§ AIM OF THE TASK
Your task is to repeat the records exactly from the line containing "the sofa armrest" onward, through the final line.

>> START DATA FOR THIS EXERCISE

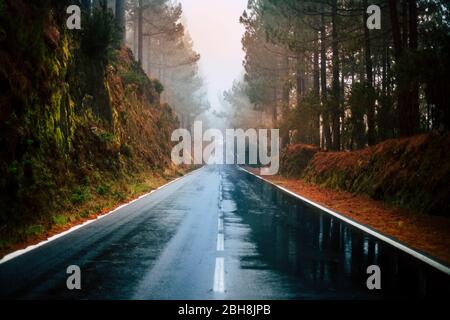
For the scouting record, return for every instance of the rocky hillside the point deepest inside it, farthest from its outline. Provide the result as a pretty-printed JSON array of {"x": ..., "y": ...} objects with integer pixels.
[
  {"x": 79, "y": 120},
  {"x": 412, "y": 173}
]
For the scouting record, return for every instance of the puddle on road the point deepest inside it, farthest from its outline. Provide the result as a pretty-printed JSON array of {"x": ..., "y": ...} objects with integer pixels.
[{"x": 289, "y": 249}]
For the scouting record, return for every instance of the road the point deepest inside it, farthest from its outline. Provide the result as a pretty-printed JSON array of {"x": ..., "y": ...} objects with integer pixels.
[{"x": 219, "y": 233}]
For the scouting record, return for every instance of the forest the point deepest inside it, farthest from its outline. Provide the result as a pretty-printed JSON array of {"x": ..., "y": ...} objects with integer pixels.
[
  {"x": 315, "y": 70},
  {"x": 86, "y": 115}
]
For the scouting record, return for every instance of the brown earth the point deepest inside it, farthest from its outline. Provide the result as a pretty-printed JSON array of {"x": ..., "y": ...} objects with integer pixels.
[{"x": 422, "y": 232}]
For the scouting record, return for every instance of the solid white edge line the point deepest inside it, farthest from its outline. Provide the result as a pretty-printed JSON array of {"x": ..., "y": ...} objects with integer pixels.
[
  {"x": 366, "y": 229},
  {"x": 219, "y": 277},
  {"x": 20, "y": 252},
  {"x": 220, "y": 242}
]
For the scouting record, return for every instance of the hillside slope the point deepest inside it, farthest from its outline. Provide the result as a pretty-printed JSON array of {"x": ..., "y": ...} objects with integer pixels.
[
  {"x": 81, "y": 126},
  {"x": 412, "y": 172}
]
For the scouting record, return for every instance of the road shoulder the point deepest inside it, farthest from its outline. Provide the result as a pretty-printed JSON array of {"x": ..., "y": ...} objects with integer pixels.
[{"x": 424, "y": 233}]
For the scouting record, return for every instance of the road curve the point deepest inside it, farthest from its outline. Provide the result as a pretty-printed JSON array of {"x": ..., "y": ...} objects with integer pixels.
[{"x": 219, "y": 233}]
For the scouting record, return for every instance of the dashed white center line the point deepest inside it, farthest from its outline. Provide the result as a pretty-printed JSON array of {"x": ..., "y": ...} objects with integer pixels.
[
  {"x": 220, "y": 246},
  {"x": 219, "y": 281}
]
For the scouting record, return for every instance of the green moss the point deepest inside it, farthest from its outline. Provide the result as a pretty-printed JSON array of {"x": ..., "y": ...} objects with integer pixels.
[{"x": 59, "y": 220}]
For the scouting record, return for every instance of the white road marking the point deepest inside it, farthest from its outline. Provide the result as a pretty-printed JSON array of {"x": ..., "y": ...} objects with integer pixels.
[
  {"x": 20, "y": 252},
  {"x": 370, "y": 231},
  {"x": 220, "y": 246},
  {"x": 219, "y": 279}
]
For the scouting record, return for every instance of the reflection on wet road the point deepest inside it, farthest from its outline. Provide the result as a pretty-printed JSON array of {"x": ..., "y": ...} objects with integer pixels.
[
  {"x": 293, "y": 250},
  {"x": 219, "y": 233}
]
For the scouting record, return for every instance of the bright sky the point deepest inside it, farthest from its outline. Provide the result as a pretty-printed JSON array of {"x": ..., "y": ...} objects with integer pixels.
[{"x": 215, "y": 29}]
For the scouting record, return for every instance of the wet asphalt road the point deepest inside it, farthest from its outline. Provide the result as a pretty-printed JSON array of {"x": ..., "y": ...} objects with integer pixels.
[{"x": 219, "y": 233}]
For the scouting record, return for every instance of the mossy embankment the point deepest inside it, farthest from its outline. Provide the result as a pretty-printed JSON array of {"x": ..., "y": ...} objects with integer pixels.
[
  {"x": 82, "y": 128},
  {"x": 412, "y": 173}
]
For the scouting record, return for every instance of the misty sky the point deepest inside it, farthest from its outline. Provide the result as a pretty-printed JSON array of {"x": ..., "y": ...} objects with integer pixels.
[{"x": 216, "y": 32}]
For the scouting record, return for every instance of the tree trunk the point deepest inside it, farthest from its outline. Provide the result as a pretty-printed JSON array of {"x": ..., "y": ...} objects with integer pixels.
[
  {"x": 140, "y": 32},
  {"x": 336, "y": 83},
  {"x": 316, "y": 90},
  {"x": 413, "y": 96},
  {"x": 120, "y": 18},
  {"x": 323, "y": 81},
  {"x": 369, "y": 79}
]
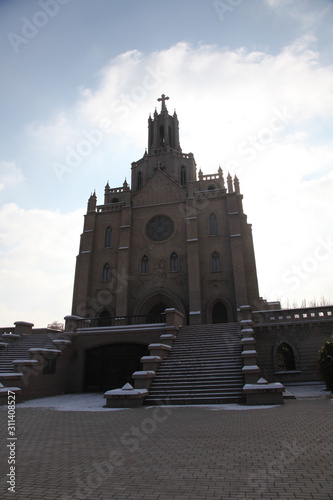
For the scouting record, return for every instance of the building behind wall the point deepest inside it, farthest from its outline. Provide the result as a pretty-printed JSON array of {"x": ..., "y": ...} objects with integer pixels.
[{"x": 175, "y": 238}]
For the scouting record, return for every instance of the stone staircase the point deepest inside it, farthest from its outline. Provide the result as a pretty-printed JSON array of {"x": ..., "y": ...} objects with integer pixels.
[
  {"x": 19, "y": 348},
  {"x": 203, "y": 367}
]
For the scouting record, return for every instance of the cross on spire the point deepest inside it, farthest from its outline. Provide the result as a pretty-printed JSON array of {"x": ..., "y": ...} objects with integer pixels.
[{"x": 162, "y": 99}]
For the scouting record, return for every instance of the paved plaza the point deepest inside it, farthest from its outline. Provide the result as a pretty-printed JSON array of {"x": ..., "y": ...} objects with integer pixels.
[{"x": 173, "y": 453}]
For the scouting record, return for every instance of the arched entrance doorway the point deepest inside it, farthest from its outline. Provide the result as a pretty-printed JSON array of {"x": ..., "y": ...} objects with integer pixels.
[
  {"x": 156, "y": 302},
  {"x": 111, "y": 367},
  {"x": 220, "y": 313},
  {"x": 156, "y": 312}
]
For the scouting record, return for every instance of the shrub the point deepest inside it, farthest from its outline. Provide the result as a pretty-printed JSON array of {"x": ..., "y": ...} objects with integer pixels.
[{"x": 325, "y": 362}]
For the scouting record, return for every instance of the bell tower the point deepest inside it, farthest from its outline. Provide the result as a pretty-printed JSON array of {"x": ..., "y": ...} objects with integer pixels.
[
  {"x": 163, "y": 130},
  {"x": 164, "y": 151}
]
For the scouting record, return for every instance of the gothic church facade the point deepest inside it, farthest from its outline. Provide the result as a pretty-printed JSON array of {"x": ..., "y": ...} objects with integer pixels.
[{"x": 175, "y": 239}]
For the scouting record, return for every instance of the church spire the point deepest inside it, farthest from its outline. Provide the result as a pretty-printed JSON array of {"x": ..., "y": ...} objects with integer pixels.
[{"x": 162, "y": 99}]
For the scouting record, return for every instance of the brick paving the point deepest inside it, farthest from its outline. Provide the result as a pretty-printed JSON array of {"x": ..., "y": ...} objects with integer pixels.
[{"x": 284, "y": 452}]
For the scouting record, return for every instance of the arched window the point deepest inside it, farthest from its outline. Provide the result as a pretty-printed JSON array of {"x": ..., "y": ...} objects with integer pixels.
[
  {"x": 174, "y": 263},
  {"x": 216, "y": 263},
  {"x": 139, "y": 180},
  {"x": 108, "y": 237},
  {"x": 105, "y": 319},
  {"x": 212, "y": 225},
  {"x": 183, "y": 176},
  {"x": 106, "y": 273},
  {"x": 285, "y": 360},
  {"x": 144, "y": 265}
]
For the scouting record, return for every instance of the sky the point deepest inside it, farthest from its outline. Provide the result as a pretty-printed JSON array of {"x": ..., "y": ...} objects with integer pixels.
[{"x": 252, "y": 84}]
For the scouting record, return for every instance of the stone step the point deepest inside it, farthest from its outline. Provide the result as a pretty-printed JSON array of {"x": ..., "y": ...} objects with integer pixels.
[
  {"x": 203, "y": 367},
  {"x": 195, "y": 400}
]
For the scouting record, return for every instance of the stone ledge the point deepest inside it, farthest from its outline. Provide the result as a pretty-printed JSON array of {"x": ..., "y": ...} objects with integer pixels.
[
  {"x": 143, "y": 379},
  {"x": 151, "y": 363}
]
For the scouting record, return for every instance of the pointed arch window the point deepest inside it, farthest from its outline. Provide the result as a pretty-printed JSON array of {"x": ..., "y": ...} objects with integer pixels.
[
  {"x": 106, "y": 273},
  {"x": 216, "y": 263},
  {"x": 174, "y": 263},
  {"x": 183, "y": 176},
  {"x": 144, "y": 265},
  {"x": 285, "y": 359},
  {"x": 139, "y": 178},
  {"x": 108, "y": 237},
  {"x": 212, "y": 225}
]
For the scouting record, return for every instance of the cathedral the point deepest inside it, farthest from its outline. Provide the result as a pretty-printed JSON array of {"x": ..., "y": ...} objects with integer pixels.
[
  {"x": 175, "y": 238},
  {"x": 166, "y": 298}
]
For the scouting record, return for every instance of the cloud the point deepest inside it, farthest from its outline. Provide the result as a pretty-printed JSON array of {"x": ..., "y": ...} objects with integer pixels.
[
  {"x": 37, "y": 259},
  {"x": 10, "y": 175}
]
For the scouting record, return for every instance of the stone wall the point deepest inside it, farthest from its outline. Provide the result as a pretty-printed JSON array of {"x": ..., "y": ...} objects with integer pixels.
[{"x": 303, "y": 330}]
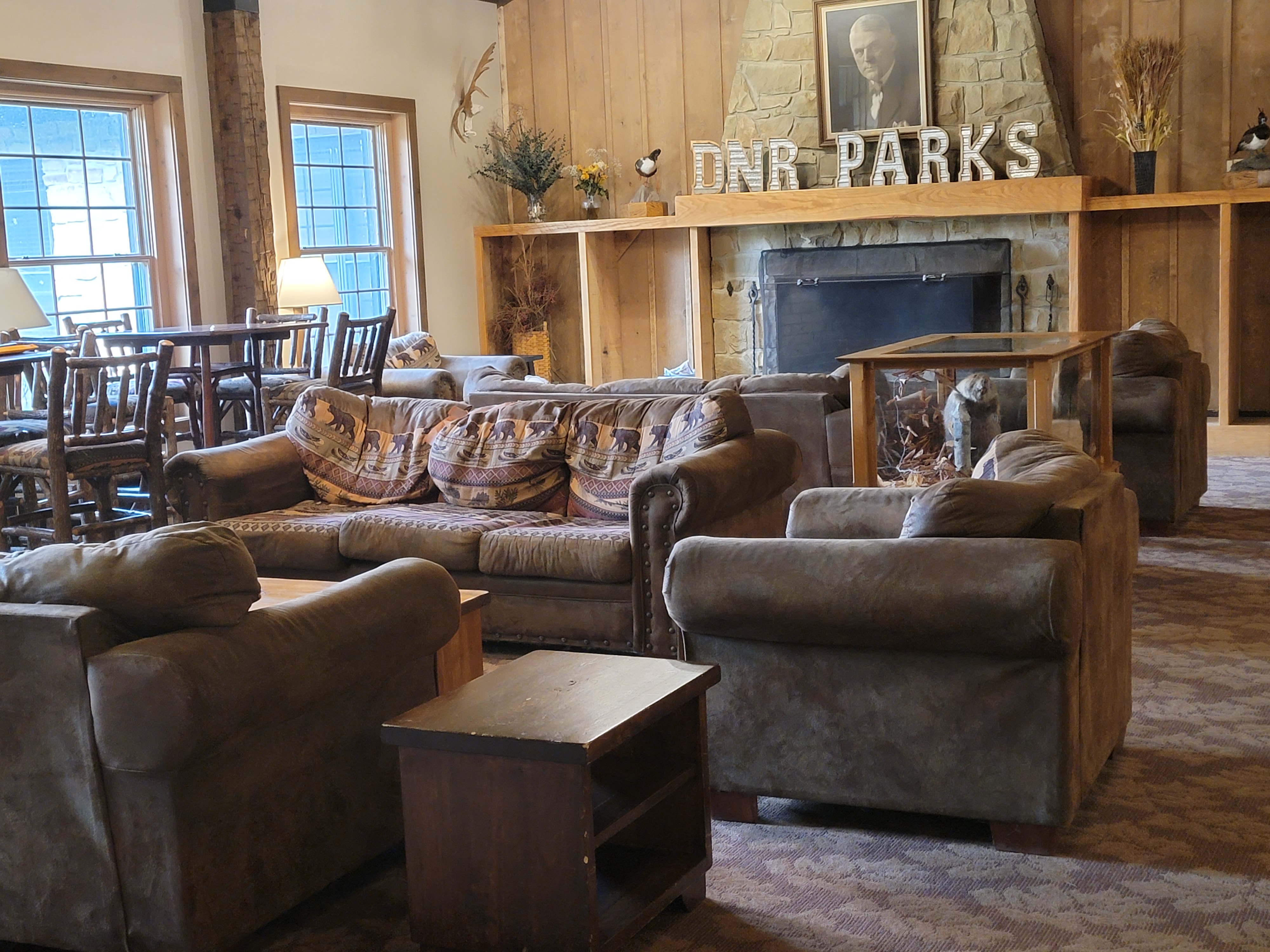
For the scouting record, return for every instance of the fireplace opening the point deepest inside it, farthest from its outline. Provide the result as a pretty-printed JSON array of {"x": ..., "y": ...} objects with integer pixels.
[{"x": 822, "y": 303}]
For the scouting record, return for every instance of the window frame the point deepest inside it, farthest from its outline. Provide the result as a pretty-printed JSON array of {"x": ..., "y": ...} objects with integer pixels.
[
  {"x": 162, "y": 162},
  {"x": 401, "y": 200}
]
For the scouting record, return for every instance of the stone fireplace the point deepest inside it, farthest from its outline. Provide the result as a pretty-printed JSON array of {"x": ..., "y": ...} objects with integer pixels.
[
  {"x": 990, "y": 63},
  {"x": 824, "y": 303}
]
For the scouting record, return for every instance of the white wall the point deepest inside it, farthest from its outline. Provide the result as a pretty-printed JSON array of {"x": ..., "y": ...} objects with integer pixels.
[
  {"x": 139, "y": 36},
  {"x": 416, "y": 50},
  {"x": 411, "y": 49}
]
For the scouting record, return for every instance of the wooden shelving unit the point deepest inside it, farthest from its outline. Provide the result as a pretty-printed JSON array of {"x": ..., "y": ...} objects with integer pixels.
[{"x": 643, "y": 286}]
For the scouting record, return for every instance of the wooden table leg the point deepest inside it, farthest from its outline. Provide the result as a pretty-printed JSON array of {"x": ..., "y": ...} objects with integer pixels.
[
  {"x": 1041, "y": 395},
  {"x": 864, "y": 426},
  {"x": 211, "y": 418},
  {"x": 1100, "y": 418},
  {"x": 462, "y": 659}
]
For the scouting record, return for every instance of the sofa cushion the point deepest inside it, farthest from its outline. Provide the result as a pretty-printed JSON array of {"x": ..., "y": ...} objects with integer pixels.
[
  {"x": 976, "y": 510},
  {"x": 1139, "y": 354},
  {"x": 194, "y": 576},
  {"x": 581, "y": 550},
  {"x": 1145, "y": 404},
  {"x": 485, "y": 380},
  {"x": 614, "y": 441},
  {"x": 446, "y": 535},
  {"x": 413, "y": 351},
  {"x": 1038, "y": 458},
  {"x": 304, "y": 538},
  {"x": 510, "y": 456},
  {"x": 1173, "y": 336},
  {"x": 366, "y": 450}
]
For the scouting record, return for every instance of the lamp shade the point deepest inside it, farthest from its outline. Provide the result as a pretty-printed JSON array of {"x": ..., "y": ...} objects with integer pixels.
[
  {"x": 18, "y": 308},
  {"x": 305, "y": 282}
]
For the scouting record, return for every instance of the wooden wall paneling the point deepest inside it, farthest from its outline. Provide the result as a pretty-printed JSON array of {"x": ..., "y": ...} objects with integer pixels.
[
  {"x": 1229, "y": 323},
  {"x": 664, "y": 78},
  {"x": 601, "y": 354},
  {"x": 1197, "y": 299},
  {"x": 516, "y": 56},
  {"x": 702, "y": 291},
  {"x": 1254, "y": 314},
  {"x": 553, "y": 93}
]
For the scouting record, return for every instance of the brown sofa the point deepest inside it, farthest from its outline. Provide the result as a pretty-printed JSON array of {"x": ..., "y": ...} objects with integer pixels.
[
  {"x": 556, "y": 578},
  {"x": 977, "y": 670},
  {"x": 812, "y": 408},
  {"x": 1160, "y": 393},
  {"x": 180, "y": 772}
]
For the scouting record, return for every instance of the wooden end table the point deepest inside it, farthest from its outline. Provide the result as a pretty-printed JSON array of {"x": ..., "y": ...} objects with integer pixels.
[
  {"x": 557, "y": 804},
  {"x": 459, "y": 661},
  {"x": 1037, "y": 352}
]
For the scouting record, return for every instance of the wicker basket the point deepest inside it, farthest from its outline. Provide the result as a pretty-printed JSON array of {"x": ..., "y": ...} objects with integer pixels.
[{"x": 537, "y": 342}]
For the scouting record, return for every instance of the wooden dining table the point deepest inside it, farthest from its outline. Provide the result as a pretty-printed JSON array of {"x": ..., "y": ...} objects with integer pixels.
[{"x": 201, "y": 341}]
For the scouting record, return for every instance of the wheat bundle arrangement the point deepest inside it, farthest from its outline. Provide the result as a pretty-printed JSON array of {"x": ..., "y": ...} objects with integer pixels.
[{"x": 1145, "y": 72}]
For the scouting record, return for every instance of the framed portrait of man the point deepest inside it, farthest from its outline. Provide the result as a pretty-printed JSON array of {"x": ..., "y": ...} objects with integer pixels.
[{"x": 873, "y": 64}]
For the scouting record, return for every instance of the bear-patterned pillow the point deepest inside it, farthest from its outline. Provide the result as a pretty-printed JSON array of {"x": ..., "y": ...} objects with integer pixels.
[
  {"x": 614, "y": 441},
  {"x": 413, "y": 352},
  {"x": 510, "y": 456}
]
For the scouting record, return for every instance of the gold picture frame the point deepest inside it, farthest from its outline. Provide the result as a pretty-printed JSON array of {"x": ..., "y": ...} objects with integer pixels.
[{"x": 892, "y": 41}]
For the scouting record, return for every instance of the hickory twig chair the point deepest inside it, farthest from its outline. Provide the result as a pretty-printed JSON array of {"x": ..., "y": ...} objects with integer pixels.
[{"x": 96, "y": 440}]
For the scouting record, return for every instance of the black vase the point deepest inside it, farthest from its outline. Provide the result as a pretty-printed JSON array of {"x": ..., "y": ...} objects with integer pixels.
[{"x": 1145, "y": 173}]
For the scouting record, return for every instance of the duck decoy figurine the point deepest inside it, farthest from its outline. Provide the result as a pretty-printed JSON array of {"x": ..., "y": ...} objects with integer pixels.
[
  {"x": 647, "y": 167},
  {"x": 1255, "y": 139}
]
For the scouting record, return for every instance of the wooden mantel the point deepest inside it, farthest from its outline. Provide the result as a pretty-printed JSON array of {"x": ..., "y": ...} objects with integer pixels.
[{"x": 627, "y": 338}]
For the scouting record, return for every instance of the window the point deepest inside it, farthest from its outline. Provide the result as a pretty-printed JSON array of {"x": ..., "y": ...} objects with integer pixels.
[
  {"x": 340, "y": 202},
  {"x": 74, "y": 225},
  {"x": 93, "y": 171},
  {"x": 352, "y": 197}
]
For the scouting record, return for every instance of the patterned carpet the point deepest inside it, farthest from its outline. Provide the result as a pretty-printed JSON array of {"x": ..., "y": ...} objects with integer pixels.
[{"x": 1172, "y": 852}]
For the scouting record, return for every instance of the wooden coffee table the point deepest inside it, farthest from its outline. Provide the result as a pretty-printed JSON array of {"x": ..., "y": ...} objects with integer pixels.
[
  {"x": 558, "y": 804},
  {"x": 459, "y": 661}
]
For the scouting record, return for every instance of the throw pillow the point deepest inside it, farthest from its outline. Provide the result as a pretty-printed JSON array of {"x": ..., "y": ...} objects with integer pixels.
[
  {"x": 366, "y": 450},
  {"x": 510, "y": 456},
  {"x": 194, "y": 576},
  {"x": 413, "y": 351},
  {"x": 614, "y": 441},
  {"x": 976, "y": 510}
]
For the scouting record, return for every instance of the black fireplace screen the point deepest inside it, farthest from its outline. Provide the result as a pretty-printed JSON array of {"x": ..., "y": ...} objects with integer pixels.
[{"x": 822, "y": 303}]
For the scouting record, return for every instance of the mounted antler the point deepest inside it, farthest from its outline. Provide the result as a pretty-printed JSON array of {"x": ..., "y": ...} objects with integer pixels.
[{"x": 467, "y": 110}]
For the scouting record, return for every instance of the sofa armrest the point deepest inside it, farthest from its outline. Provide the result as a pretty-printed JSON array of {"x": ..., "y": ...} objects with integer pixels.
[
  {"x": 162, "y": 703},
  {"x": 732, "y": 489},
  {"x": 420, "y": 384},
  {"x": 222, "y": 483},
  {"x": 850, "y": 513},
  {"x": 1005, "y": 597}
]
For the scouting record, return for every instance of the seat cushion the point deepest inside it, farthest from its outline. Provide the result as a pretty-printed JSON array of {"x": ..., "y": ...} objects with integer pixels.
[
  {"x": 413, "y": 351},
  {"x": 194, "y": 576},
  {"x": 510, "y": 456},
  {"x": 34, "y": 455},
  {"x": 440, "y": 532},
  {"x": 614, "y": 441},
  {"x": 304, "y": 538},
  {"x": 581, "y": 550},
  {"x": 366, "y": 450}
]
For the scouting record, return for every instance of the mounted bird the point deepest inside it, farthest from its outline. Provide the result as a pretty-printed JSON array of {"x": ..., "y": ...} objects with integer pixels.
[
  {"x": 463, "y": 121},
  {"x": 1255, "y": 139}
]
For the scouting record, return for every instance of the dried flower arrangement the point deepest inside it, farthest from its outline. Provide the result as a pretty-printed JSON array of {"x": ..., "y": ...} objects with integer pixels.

>> END DATA FOR THIS EXERCISE

§ RESPONSE TO THIS TASK
For the scouting record, return for every instance of the sofa armrest the point deepest inside it, farthest from its outline. Provide the result as a pretty-printed JSON array of {"x": ..., "y": ...} objects with integer pixels.
[
  {"x": 162, "y": 703},
  {"x": 732, "y": 489},
  {"x": 420, "y": 384},
  {"x": 222, "y": 483},
  {"x": 850, "y": 513},
  {"x": 1005, "y": 597}
]
For the scouting record, return for every instance of the seat cushion the point deepest inside it, farthest from its outline. Provide the result as a pretty-printed JSON array of {"x": ..., "y": ...} objects with integer pixels.
[
  {"x": 413, "y": 351},
  {"x": 194, "y": 576},
  {"x": 510, "y": 456},
  {"x": 34, "y": 455},
  {"x": 440, "y": 532},
  {"x": 614, "y": 441},
  {"x": 304, "y": 538},
  {"x": 581, "y": 550},
  {"x": 366, "y": 450}
]
For the scouting record, return for every instance of the mounted bird the point deepest inside it, farthest from its outline. Provide the result as a pretty-printed JSON array of {"x": ..., "y": ...} objects with integer pixels.
[
  {"x": 463, "y": 121},
  {"x": 1255, "y": 139}
]
For the scouting record, return for every instance of the dried flower arrangement the point deepest inside it, farthest from its outline. Provide the result as a pretty-printed JSON array of {"x": ..., "y": ...} objects with integer pixels.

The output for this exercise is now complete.